§ What this task involves:
Copy out the full listing exactly, omitting any picture it contains.

————————

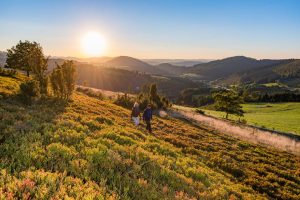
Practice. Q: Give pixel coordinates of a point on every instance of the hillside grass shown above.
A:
(275, 116)
(88, 148)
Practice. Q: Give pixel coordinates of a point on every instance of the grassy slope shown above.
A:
(278, 116)
(89, 146)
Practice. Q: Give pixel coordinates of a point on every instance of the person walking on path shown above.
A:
(136, 113)
(147, 117)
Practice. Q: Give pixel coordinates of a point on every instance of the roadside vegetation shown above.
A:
(283, 117)
(89, 146)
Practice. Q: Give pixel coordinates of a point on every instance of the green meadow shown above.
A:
(276, 116)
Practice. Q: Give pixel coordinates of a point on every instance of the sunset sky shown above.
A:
(156, 28)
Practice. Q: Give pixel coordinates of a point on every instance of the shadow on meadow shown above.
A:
(19, 118)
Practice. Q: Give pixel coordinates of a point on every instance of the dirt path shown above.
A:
(246, 133)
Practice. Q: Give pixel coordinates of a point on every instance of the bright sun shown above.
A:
(93, 44)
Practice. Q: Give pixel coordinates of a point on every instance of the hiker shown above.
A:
(147, 117)
(135, 114)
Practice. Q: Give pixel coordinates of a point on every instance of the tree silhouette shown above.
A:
(27, 56)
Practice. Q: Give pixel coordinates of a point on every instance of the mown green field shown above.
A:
(276, 116)
(88, 148)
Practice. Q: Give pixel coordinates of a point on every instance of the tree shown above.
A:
(68, 71)
(27, 56)
(229, 102)
(63, 79)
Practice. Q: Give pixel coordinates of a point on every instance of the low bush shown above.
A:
(125, 101)
(91, 93)
(7, 72)
(199, 111)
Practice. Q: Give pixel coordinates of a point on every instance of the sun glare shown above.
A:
(93, 44)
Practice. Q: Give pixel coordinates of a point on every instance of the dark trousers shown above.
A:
(148, 125)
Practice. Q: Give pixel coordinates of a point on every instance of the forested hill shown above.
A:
(88, 148)
(223, 68)
(122, 80)
(286, 72)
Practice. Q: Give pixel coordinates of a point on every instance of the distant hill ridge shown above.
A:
(228, 66)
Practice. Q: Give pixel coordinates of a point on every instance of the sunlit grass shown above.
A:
(93, 145)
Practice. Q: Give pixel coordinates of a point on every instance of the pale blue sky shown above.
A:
(157, 28)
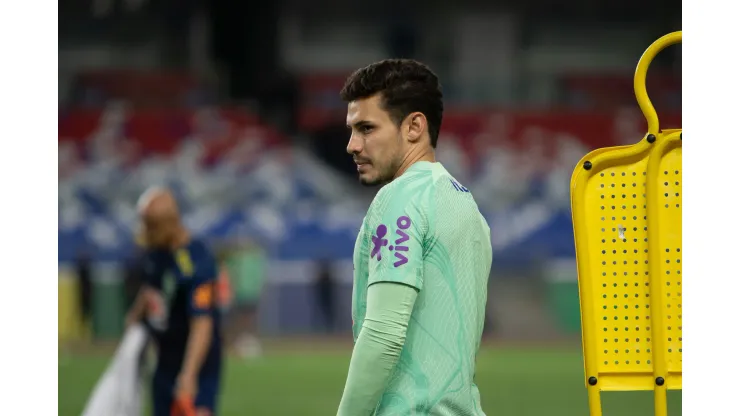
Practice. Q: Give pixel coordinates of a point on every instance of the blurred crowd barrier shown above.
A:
(284, 222)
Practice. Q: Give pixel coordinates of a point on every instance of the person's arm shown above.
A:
(395, 277)
(201, 328)
(151, 280)
(378, 347)
(202, 306)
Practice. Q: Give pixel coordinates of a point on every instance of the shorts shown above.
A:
(163, 386)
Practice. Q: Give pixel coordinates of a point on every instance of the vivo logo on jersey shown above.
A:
(458, 186)
(379, 241)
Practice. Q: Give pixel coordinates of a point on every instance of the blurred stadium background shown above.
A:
(234, 105)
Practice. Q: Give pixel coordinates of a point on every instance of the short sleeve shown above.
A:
(397, 241)
(203, 287)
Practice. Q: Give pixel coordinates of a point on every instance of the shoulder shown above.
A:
(412, 188)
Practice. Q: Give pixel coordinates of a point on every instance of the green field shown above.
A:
(526, 382)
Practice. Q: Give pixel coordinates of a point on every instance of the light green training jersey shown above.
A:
(424, 230)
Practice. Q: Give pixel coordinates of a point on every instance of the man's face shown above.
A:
(375, 144)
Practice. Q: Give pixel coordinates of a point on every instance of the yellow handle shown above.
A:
(641, 75)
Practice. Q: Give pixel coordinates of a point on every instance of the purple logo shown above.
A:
(379, 241)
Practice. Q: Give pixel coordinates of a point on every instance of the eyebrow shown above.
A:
(361, 123)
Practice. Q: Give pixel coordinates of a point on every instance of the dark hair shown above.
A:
(406, 86)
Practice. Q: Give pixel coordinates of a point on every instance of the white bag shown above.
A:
(119, 390)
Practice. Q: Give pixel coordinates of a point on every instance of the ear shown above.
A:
(414, 127)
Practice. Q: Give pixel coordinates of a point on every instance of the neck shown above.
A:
(413, 156)
(182, 238)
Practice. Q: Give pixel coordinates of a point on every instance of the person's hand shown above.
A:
(186, 387)
(185, 390)
(130, 321)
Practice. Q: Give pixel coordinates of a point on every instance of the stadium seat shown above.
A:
(626, 208)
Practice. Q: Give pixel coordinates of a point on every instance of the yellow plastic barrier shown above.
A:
(626, 205)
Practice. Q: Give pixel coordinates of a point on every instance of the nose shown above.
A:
(354, 146)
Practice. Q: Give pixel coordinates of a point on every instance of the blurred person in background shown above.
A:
(422, 258)
(178, 300)
(325, 291)
(84, 274)
(246, 265)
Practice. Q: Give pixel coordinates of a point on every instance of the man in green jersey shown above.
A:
(422, 257)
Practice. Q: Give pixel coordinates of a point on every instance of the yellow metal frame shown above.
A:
(626, 207)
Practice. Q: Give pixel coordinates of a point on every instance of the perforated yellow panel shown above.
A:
(664, 213)
(626, 205)
(610, 222)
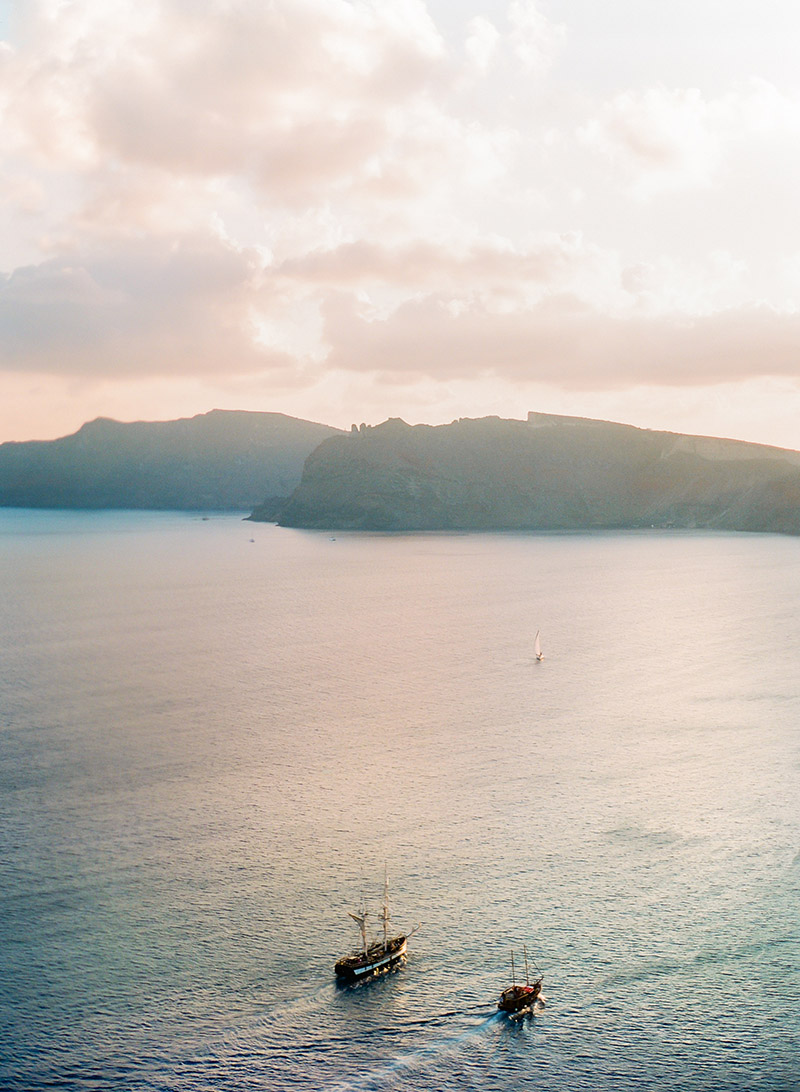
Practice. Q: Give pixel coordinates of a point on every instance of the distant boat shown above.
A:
(517, 1000)
(374, 956)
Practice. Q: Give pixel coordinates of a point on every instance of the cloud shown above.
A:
(150, 307)
(564, 342)
(663, 139)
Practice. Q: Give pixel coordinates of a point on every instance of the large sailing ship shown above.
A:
(517, 1000)
(373, 956)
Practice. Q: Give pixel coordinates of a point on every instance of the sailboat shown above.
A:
(373, 956)
(516, 1000)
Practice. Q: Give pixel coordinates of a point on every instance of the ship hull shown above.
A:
(378, 960)
(515, 1000)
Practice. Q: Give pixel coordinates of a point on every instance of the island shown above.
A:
(226, 460)
(546, 473)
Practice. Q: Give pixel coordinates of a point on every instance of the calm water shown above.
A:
(210, 745)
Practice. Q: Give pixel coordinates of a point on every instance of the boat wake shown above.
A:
(387, 1075)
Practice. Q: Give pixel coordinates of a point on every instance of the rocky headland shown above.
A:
(218, 460)
(547, 473)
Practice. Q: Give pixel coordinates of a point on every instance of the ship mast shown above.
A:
(360, 921)
(384, 910)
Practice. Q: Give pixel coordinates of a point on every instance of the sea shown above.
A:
(215, 735)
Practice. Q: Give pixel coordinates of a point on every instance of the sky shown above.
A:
(348, 211)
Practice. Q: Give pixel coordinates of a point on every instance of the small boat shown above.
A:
(517, 1000)
(375, 956)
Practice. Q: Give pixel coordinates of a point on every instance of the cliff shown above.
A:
(219, 460)
(546, 473)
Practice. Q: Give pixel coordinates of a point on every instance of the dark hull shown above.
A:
(378, 959)
(517, 999)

————————

§ Reply:
Practice. Q: Give pixel coordinates of a point on every instance of the hillside grass shown above.
A:
(275, 116)
(88, 148)
Practice. Q: Give pixel coordinates of a point on every instance of the grassy slope shown above.
A:
(278, 116)
(89, 146)
Practice. Q: Give pixel coordinates of a point on every instance of the person walking on path shown above.
A:
(136, 113)
(147, 117)
Practice. Q: Give pixel coordinates of a point on every instance of the roadside vegetation shown above.
A:
(283, 117)
(89, 146)
Practice. Q: Give pixel coordinates of a point on every instance of the green meadow shown above.
A:
(276, 116)
Practice. Q: Give pixel coordinates of a point on every instance of the sunset sky shown above.
A:
(156, 28)
Practice. Q: Give pixel coordinates of a point on every instance of the shadow on meadow shown above.
A:
(19, 118)
Practice. Q: Give pixel coordinates of a point on every instance of the dirt path shown above.
A:
(246, 133)
Practice. Q: Give pixel coordinates of a point on every instance of the bright sun shown above.
A:
(93, 44)
Practice. Q: Give pixel coordinates of a point on every instance of the hiker shown above.
A:
(147, 117)
(135, 114)
Practice. Q: Give pixel coordinates of a point on every instance of the tree silhouette shown above.
A:
(27, 56)
Practice. Q: Give pixel coordinates of a point on every instance of the mown green field shown above.
A:
(276, 116)
(88, 148)
Practice. Q: Give pixel coordinates of a point on every instance of the tree shown above.
A:
(68, 71)
(27, 56)
(229, 102)
(63, 79)
Practice. Q: Give pixel coordinates of a point on every instance of the low bush shown above.
A:
(125, 101)
(91, 93)
(7, 72)
(199, 111)
Practice. Q: Give pixel coordinates of a point on every instance of the sun glare shown above.
A:
(93, 44)
Practice. Q: Give pixel coordinates of a point on every instance of the dark trousers shown above.
A:
(148, 125)
Practice. Q: Give pixel coordinates of a point on every instance of the forested hill shown above.
A:
(88, 148)
(223, 68)
(122, 80)
(286, 72)
Practice. Q: Give pixel coordinates of a point on every instance of the distant hill ridge shown above.
A:
(228, 66)
Practice. Q: Give pixel coordinates of a point on every instance of the sunlit grass shown above.
A:
(93, 145)
Practice. Q: Give pixel coordinates of a point on every instance of the pale blue sky shown above.
A:
(157, 28)
Practice. Q: Give pixel coordinates of a point on every instance of the blurred crowd barrier shown above.
A:
(284, 222)
Practice. Q: Give pixel coordinates of a point on every instance of the person's arm shown above.
A:
(395, 277)
(201, 328)
(151, 280)
(378, 347)
(202, 306)
Practice. Q: Give pixel coordinates of a point on every instance of the shorts shown above.
A:
(163, 386)
Practice. Q: Give pixel coordinates of a point on every instance of the vivo logo on jersey shown above.
A:
(458, 186)
(379, 241)
Practice. Q: Give pixel coordinates of a point on every instance of the blurred stadium background shown above.
A:
(234, 105)
Practice. Q: Give pixel coordinates of a point on every instance of the short sleeve shown above.
A:
(397, 241)
(203, 287)
Practice. Q: Give pixel coordinates of a point on every instance of the shoulder shown above.
A:
(412, 188)
Practice. Q: Give pixel coordinates of a point on every instance of the green field shown above.
A:
(526, 382)
Practice. Q: Give pixel coordinates of a point on every instance of the light green training jersey shown above.
A:
(424, 230)
Practice. Q: Give pixel coordinates of a point on every instance of the man's face shown above.
A:
(375, 144)
Practice. Q: Give pixel coordinates of a point on every instance of the yellow handle shown above.
A:
(641, 75)
Practice. Q: Give pixel coordinates of a point on every instance of the purple logo shown above.
A:
(379, 241)
Practice. Q: Give pixel coordinates of a point on every instance of the eyebrow shown above.
A:
(361, 123)
Practice. Q: Give pixel coordinates of a point on every instance of the dark hair shown above.
A:
(406, 86)
Practice. Q: Give pixel coordinates of a point on every instance of the white bag shown above.
A:
(119, 390)
Practice. Q: Give pixel coordinates of a point on every instance of the ear shown above.
A:
(414, 127)
Practice. Q: Give pixel coordinates of a point on every instance of the neck shown above.
A:
(413, 156)
(182, 238)
Practice. Q: Give pixel coordinates of a point on every instance of the person's hand shown above.
A:
(186, 387)
(185, 390)
(130, 321)
Practice. Q: Give pixel coordinates of a point on every instance of the stadium seat shown above.
A:
(626, 208)
Practice. Q: Give pixel coordinates of a point on every instance of the yellow plastic barrier shown above.
A:
(626, 205)
Practice. Q: Give pixel coordinates of a point on every instance of the nose shown above.
A:
(354, 146)
Practice. Q: Give pixel coordinates of a point on every instance of the blurred person in background shown above.
A:
(422, 258)
(178, 300)
(325, 291)
(84, 274)
(246, 265)
Practice. Q: Give pixel coordinates of a point on every instance of the man in green jersey shown above.
A:
(422, 257)
Practice. Q: Give pixel coordinates of a point on every instance of the yellow metal frame shown above.
A:
(626, 207)
Practice. Q: Give pixel coordinates of a point on every instance of the perforated yellow panel shown above.
A:
(664, 213)
(626, 205)
(610, 222)
Practice. Q: Give pixel coordinates of a point on every instance of the distant boat shown above.
A:
(517, 1000)
(374, 956)
Practice. Q: Give pixel coordinates of a point on every instance of the cloud shown above.
A:
(150, 307)
(564, 342)
(663, 139)
Practice. Q: Give pixel coordinates of a point on every instance of the large sailing ship shown above.
A:
(517, 1000)
(373, 956)
Practice. Q: Give pixel coordinates of a point on every instance of the sailboat shown above.
A:
(373, 956)
(516, 1000)
Practice. Q: Give pixel coordinates of a point on every instance of the ship hull shown above.
A:
(378, 960)
(515, 1000)
Practice. Q: Give pixel coordinates of a point on every instance of the island shown above.
A:
(226, 460)
(546, 473)
Practice. Q: Give pixel coordinates of a point on every instance of the calm water shown above.
A:
(210, 745)
Practice. Q: Give pixel coordinates of a point on every instance of the boat wake shown above.
A:
(387, 1075)
Practice. Q: Give pixel coordinates of a point on every instance of the rocky headland shown above.
A:
(218, 460)
(547, 473)
Practice. Q: Give pixel coordinates of a point on every instance of the ship mast shown above.
A:
(360, 921)
(384, 910)
Practice. Q: Give pixel coordinates of a point on every instance of the sea shown above.
A:
(215, 735)
Practice. Q: Give pixel coordinates of a point on every instance of the sky shown above.
A:
(348, 211)
Practice. Q: Give pixel coordinates of a point on every instance of the small boat shown above.
A:
(517, 1000)
(375, 956)
Practice. Q: Give pixel coordinates of a point on every instance of the cliff shown above.
A:
(219, 460)
(546, 473)
Practice. Q: Give pixel coordinates of a point on every instance of the dark hull shown above.
A:
(378, 959)
(517, 999)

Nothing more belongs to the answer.